▸ **Dataset items**

__________

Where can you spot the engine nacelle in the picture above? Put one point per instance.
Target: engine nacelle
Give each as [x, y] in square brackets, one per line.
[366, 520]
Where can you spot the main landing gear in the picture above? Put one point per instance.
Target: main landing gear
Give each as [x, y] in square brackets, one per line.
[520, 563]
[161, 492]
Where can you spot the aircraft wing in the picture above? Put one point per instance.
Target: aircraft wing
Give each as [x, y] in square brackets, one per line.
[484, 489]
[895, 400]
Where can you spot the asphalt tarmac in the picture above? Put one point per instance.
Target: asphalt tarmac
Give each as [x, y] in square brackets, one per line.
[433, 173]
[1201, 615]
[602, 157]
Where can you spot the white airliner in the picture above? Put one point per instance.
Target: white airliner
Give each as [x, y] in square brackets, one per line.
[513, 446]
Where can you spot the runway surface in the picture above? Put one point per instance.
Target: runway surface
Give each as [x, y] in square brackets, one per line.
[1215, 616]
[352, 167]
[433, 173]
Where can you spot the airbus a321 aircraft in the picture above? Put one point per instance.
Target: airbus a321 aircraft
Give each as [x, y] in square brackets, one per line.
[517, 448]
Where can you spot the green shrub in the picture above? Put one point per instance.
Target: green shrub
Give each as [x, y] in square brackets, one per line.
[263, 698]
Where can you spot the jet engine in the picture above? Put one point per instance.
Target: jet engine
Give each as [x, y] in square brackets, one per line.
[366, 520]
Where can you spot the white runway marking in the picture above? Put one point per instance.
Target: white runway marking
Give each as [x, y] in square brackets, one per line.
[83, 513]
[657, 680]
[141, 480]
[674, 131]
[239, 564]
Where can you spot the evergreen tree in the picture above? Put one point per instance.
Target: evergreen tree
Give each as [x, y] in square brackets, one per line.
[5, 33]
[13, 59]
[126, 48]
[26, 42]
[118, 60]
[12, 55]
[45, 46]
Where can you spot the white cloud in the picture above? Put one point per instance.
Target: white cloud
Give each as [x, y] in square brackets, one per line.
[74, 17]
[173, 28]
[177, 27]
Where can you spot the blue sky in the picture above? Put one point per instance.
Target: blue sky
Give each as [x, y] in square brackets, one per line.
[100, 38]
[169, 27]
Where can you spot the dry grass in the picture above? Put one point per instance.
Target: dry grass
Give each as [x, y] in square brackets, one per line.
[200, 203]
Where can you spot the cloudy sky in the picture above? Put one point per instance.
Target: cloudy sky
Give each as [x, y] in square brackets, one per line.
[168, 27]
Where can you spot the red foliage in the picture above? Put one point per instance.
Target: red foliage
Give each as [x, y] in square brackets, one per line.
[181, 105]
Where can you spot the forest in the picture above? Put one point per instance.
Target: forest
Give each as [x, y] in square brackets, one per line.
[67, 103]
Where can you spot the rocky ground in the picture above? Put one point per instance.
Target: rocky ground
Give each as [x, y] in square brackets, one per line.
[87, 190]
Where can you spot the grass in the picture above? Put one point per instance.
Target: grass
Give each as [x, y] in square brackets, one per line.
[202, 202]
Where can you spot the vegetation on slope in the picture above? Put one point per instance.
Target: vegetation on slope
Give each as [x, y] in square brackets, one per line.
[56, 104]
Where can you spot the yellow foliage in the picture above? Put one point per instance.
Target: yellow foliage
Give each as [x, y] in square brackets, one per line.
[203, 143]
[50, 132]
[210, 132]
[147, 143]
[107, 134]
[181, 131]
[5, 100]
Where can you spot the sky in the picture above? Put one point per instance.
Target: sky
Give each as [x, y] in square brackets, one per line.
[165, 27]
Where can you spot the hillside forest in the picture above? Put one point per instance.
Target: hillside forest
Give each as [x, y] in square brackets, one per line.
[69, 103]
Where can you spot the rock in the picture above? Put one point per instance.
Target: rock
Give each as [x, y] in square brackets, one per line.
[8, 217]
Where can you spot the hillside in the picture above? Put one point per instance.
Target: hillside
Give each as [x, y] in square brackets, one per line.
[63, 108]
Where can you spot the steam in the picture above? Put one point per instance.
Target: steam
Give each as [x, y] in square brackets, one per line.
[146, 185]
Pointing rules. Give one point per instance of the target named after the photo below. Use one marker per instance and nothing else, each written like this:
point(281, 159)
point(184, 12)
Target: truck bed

__________

▸ **ACTIVITY**
Generate a verbatim printout of all the entries.

▸ **EXERCISE ANSWER**
Where can you spot the engine nacelle in the picture above? Put one point per instance.
Target: engine nacelle
Give each as [x, y] in square brackets, one per line.
[366, 520]
Where can you spot the main landing gear in the picture above? Put one point per instance.
Target: main landing gear
Give each as [x, y] in square brackets, one per line.
[520, 563]
[161, 492]
Where can you spot the aircraft wing in the picture above? Put one point per instance.
Target: aircraft wing
Give each as [x, y] in square brackets, one per line.
[484, 489]
[895, 400]
Where can you spot the asphalt tarmac in the picture above? Put one point per instance.
Target: asphalt tarmac
Give each as [x, y] in square brackets, one per line.
[433, 173]
[1201, 615]
[602, 157]
Where can you spot the white airliner in the picture above? Put one point per instance.
Target: white airliner
Give each as [x, y] in square brackets, one per line.
[513, 446]
Where can you spot the runway surface in the picture above? Put one point per instance.
Target: runway surface
Give each as [x, y] in square brackets, one per line.
[1215, 616]
[352, 167]
[433, 173]
Where can you spot the airbus a321 aircraft in the picture above? Put one point per instance.
Target: airbus a321 aircraft
Give each as [x, y] in square brackets, one per line.
[517, 448]
Where can you spot the green shrub in the picture above? Put one point per instance.
Target: green shrub
Give each as [x, y] in square brackets, one per line.
[263, 698]
Where can you spot the jet engine in the picture above? Put one point per instance.
Target: jet engine
Give each as [x, y] in square brackets, one per line.
[366, 520]
Where can you spot the white runway marking in the picture above? Put one point per instance.
Target: white runway marking
Give each as [x, y] in square brackets, one per line.
[83, 513]
[657, 680]
[141, 480]
[674, 131]
[239, 564]
Where can you spot the evergreen tree in the picture above? Put one point per instance.
Target: evergreen tree
Give each as [x, y] in square brackets, one per line.
[5, 33]
[13, 59]
[126, 48]
[26, 42]
[118, 60]
[12, 55]
[45, 46]
Where can you spot the white cloud in the picture above? Put one point per instance.
Target: white cloud
Give each as [x, y] in square brackets, one per line.
[74, 17]
[173, 28]
[177, 27]
Where can you spot the blue sky in the picture above? Put one point per instance.
Target: blue sky
Give each as [x, y] in square brackets, one per line.
[100, 38]
[169, 27]
Where can you spot the dry grass in the picture above? Put one point per instance.
Target: dry grass
Give each as [x, y] in square brackets, one per line.
[200, 203]
Where can you spot the cloudy sky in the picture above? Put one point per instance.
Target: cloudy sky
Give each as [x, y] in square brackets, one per line.
[168, 27]
Where can you spot the red foliage in the picture above? Put one point per instance.
Target: red foliage
Give each as [x, y] in square brackets, one per line.
[181, 105]
Where can you spot the forest in the picture above? Put one point per instance.
Target: forest
Give each as [x, y] in square brackets, one per line.
[67, 103]
Where can you spot the rocky ground in the picture above? Put one point per instance.
Target: rocky ground
Give each as [x, y] in square brackets, one per line.
[87, 190]
Where can you spot the grass in the picture above? Put one point per instance.
Target: grass
Give each as [x, y] in square brackets, one per line.
[202, 202]
Where can you spot the vegetation on slope in the picture above? Put one point per instance.
Target: vegetation on slope
Give each as [x, y] in square brackets, one per line.
[56, 104]
Where can you spot the yellow foliage in the picture above? Put one point per instance.
Target: yellow foliage
Give each as [x, y] in square brackets, one per line.
[203, 143]
[50, 132]
[210, 132]
[147, 143]
[107, 134]
[181, 131]
[5, 100]
Where can you spot the sky in the picture above? Put one point per instance.
Target: sky
Give each as [x, y] in square brackets, one per line.
[165, 27]
Where can you spot the hillside forest in the picture above? Put one point per instance.
Target: hillside forest
Give each as [x, y] in square brackets, one per line.
[69, 103]
Where can you spot the rock in the picture above? Put one point per instance.
Target: rock
Give each as [x, y] in square brackets, one per line.
[8, 217]
Where can you spot the hillside in the picture above? Put one point per instance.
Target: hillside
Give each as [x, y] in square brackets, one per line.
[63, 108]
Where can you spot the steam in the picture above? Put one point per instance.
Target: steam
Give each as [x, y] in square brackets, one per line.
[146, 185]
Pointing rules. Give one point per instance of the target named after the photo below. Use one marker per instance and nothing else, each written like this:
point(281, 159)
point(184, 12)
Target: truck bed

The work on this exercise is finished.